*** DATA PROVIDED ***

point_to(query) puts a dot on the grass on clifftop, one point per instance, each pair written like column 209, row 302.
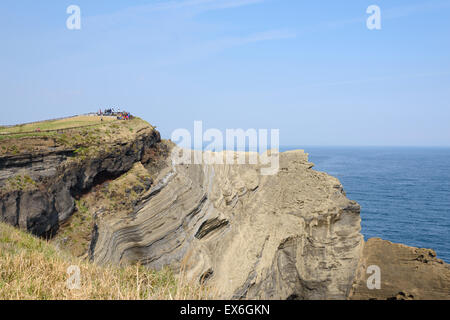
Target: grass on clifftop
column 31, row 268
column 73, row 122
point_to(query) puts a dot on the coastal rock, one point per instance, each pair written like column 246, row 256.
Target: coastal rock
column 293, row 235
column 54, row 178
column 406, row 273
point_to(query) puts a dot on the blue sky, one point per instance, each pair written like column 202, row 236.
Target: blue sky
column 309, row 68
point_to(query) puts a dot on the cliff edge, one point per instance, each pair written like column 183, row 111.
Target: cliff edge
column 112, row 194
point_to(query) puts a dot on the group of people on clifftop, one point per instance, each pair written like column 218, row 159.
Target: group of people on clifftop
column 121, row 115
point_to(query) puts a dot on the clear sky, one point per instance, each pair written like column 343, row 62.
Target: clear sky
column 309, row 68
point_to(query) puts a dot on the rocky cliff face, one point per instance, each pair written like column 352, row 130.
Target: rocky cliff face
column 293, row 235
column 38, row 184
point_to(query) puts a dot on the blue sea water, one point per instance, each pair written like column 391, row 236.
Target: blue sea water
column 404, row 193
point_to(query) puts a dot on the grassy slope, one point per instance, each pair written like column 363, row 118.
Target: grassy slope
column 76, row 121
column 31, row 268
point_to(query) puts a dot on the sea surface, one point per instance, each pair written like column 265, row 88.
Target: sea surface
column 404, row 192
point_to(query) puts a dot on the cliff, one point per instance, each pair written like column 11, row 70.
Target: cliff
column 292, row 235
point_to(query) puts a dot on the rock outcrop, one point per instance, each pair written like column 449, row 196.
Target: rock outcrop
column 38, row 185
column 291, row 235
column 405, row 273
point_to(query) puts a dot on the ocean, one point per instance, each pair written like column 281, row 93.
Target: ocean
column 404, row 192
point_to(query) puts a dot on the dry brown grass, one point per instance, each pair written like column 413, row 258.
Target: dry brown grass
column 31, row 268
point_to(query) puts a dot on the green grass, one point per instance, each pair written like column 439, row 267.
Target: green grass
column 31, row 268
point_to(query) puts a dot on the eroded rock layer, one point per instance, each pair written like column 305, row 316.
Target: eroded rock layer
column 38, row 185
column 293, row 235
column 405, row 273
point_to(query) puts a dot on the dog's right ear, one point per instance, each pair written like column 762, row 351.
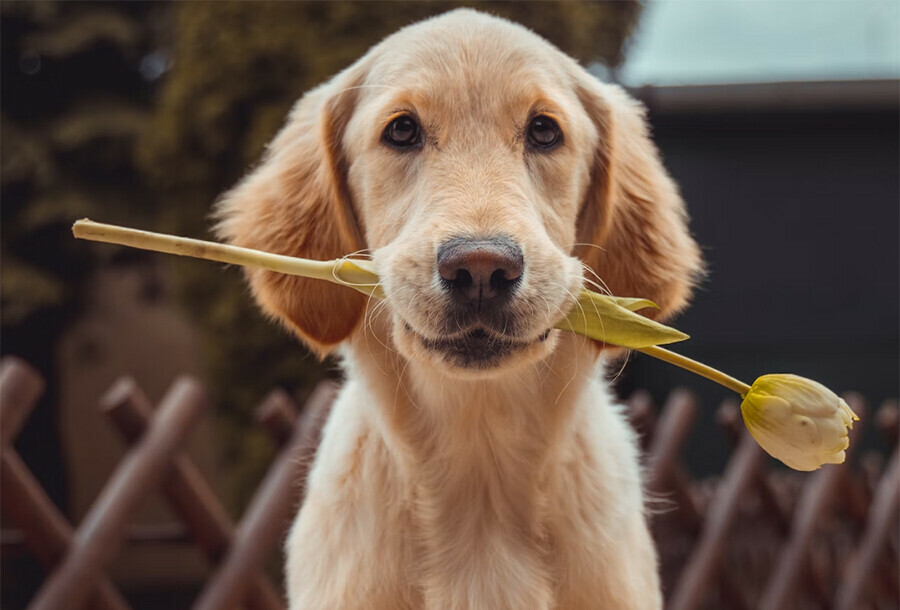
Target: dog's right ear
column 297, row 203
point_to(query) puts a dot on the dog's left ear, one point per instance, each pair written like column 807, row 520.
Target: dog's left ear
column 632, row 209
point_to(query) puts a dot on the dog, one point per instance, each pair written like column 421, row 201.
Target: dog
column 475, row 457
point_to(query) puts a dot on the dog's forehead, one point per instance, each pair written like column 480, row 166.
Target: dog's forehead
column 463, row 61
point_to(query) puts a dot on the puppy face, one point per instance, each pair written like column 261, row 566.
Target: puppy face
column 470, row 155
column 480, row 167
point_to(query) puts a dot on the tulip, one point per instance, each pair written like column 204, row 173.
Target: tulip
column 796, row 420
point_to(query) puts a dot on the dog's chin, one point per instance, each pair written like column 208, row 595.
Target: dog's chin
column 477, row 353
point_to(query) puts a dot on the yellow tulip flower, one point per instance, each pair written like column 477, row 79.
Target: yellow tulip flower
column 798, row 421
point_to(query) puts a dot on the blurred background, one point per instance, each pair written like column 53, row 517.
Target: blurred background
column 779, row 120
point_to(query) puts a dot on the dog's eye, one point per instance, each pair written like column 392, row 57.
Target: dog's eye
column 402, row 132
column 543, row 132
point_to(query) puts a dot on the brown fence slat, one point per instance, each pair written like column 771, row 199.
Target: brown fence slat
column 729, row 417
column 882, row 517
column 20, row 387
column 818, row 495
column 268, row 515
column 666, row 474
column 135, row 478
column 186, row 491
column 704, row 562
column 46, row 531
column 278, row 415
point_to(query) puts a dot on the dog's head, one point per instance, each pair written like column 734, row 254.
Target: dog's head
column 487, row 174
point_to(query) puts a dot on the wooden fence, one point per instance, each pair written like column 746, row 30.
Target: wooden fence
column 756, row 537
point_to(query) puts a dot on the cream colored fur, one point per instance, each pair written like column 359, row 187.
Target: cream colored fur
column 438, row 486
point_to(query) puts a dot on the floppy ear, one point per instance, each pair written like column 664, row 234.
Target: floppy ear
column 297, row 203
column 632, row 209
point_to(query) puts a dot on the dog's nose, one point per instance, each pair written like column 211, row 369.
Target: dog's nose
column 480, row 272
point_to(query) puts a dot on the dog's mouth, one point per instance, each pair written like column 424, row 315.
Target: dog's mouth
column 477, row 348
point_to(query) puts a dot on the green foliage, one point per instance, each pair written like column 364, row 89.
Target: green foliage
column 87, row 134
column 238, row 67
column 73, row 108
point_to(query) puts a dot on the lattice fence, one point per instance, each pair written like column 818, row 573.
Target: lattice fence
column 756, row 537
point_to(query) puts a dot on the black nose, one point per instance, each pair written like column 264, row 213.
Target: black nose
column 480, row 273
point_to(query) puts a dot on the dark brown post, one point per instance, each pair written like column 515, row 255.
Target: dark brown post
column 882, row 517
column 816, row 499
column 136, row 477
column 186, row 490
column 46, row 531
column 20, row 387
column 268, row 515
column 729, row 418
column 704, row 562
column 665, row 473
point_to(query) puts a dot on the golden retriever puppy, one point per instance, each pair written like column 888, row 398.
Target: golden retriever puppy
column 474, row 458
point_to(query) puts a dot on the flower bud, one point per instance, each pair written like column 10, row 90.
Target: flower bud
column 798, row 421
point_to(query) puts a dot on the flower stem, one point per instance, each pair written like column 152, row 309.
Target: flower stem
column 699, row 368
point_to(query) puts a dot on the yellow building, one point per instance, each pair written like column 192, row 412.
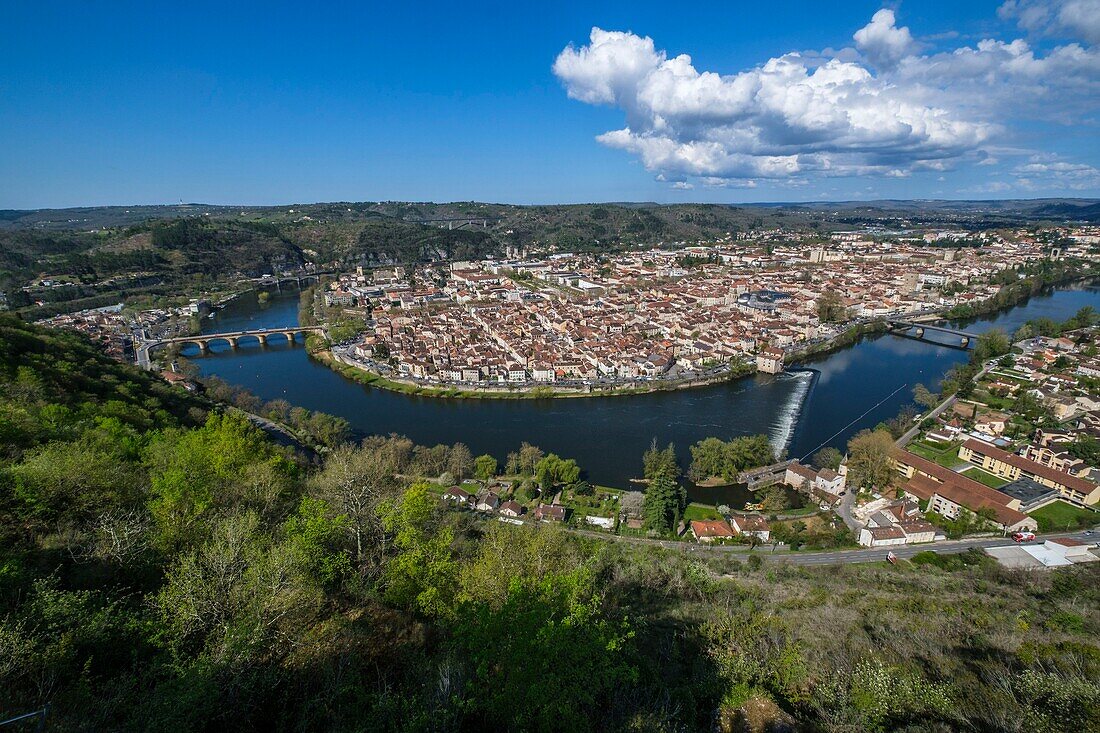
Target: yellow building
column 1011, row 467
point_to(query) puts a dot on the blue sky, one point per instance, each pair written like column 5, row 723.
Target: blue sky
column 224, row 102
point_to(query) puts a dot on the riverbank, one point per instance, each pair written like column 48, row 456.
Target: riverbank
column 607, row 437
column 356, row 372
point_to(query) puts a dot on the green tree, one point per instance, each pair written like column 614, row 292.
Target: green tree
column 828, row 458
column 655, row 461
column 663, row 504
column 422, row 576
column 460, row 461
column 870, row 462
column 992, row 343
column 547, row 658
column 484, row 467
column 924, row 397
column 831, row 307
column 318, row 538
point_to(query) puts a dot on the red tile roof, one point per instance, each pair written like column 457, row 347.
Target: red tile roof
column 711, row 528
column 1030, row 467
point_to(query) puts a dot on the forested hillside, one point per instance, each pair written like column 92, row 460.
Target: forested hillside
column 165, row 567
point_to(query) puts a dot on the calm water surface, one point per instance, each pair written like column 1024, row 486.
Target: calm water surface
column 836, row 396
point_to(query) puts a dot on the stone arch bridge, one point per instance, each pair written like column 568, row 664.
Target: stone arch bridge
column 916, row 330
column 233, row 338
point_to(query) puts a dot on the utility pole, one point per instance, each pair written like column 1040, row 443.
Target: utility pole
column 41, row 714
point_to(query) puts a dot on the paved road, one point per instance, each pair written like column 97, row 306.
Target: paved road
column 838, row 557
column 902, row 551
column 904, row 440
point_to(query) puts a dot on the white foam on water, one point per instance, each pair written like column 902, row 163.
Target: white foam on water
column 787, row 416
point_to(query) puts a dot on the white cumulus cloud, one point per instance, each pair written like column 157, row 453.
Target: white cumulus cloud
column 1076, row 19
column 884, row 109
column 882, row 42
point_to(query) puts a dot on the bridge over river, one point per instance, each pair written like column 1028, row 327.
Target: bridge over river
column 917, row 330
column 143, row 349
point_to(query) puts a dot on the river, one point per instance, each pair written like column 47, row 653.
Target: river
column 836, row 396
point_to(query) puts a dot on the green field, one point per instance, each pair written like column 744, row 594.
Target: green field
column 985, row 477
column 1060, row 516
column 946, row 456
column 700, row 512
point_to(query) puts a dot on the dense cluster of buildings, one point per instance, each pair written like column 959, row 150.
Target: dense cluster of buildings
column 659, row 314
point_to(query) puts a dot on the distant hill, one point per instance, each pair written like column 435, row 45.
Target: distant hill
column 155, row 248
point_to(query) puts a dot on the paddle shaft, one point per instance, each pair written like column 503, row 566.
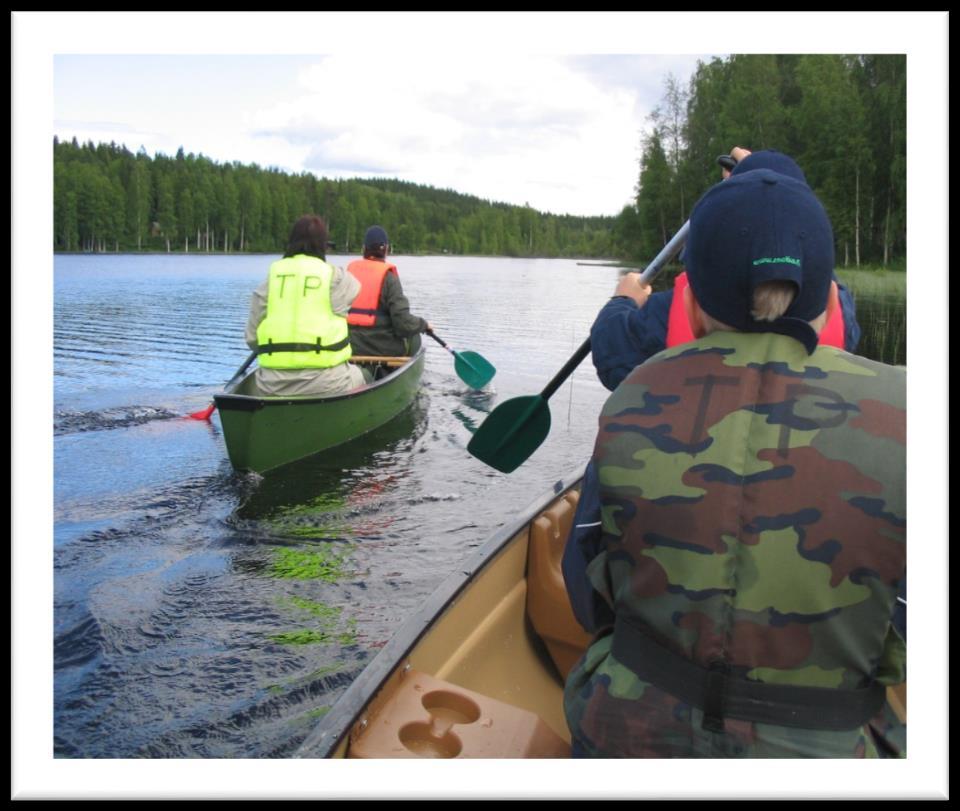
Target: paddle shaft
column 440, row 341
column 671, row 249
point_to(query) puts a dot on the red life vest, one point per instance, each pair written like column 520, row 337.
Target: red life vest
column 679, row 331
column 371, row 274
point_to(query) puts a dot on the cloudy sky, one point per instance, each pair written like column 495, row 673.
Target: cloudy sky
column 560, row 132
column 538, row 108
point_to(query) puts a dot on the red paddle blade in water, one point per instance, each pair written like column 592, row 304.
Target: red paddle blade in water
column 205, row 414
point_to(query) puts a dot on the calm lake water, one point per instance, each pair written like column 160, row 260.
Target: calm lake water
column 176, row 632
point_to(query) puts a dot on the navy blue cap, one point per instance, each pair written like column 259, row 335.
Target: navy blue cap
column 769, row 159
column 754, row 227
column 375, row 237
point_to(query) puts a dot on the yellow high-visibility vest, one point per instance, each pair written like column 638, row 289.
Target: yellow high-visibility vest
column 301, row 330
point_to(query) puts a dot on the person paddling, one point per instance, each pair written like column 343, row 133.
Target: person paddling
column 637, row 323
column 380, row 319
column 297, row 324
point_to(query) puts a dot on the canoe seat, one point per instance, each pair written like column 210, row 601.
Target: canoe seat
column 548, row 605
column 426, row 717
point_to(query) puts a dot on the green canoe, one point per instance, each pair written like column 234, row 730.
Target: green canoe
column 263, row 433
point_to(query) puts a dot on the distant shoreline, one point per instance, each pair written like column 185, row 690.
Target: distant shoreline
column 580, row 260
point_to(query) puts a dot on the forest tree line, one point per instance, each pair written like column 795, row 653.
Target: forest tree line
column 843, row 118
column 108, row 199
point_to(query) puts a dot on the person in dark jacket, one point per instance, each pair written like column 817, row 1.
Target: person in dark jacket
column 380, row 319
column 739, row 547
column 634, row 324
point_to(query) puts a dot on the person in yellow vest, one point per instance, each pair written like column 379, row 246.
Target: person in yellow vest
column 380, row 319
column 298, row 325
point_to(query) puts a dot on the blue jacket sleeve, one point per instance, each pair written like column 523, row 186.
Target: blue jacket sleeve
column 624, row 335
column 583, row 545
column 851, row 329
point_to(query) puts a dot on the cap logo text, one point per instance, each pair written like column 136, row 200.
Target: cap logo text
column 777, row 260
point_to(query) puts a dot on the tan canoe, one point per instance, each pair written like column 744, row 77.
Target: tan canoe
column 478, row 671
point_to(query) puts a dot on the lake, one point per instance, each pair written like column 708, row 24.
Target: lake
column 189, row 619
column 178, row 630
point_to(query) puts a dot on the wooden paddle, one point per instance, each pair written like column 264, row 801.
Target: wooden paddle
column 473, row 369
column 205, row 414
column 517, row 427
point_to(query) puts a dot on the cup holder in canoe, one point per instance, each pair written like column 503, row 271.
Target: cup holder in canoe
column 421, row 739
column 450, row 707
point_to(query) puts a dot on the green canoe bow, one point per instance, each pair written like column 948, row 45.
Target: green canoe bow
column 263, row 433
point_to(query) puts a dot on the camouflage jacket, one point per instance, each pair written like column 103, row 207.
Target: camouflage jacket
column 753, row 511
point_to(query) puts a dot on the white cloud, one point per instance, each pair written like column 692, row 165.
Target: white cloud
column 516, row 128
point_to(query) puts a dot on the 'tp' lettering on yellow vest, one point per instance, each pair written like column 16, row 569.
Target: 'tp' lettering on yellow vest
column 301, row 330
column 366, row 306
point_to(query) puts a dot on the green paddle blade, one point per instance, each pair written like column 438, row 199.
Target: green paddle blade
column 511, row 432
column 473, row 369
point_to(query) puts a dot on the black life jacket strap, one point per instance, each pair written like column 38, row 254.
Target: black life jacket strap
column 270, row 347
column 368, row 311
column 720, row 695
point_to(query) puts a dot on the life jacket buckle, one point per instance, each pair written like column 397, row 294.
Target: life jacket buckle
column 716, row 685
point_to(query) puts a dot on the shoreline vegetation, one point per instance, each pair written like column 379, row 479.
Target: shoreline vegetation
column 842, row 117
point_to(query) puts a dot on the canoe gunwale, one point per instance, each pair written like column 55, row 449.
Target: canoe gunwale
column 336, row 725
column 230, row 401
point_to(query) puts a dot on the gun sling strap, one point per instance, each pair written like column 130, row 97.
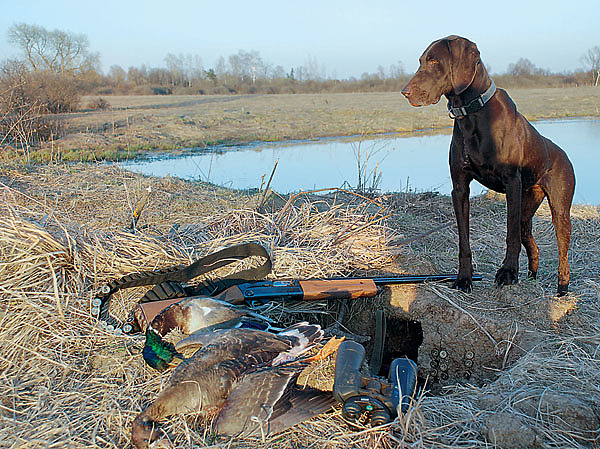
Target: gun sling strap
column 168, row 281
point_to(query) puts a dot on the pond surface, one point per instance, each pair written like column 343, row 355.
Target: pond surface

***

Write out the data again from its start through the line with "column 73, row 122", swapping "clifftop" for "headland" and keeping everything else unchanged. Leave the pictures out of your answer.

point_to(query) puts a dot on the grass on headland, one point per instance, each pair written like column 209, row 302.
Target: grass on headland
column 31, row 268
column 73, row 122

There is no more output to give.